▶ **Source extract**

=======

Edward van Dijk – General Manager of Altis
Altis is a manufacturer of high-quality panels and elements for desks, tables, cabinets and interior construction.
“The Corona measures absolutely affected us. First we produced 4,000 sheets per week, but today we have to be happy if we produce only half. Many projects come to a standstill. For instance, schools are important customer, but they don’t order anything at the moment. I am also concerned about the financial support measures that have now been discussed. Reimbursing wage costs works great for organizations where wages are the largest cost item, but for us as a capital-intensive company, wages are only one third of our costs.
On the other hand, the crisis gives us a break from the regular day-to-day routine and with that comes time to sort things out. For example, we are investigating the possibilities of ECOR, a fully bio based sheet of recycled paper without harmful binders. We are also looking at whether we can work with Brink Industrial to make a product for home workers. Something that is 100% recyclable, that people can return at the end of the crisis or take back to their office. Now we have time to figure this out. Because of the space that is currently available in production, there are opportunities to pick up new things and put them on the market at a competitive rate. Then my machines will not stand still and we can start with this. ”
“Since people now work from home a lot, we see opportunities to develop a product for this.”

=======

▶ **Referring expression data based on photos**
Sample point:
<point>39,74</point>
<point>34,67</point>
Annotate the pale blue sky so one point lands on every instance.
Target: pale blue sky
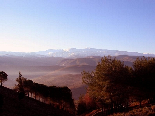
<point>37,25</point>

=======

▶ **List of tasks**
1. According to the Altis statement, how many sheets per week did the company produce before the Corona measures took effect?
2. Transcribe the Altis statement from "Edward van Dijk" up to and including "and interior construction.".
None of the tasks require the entries.

▶ **Responses in order**
1. 4,000 sheets per week.

2.
Edward van Dijk – General Manager of Altis
Altis is a manufacturer of high-quality panels and elements for desks, tables, cabinets and interior construction.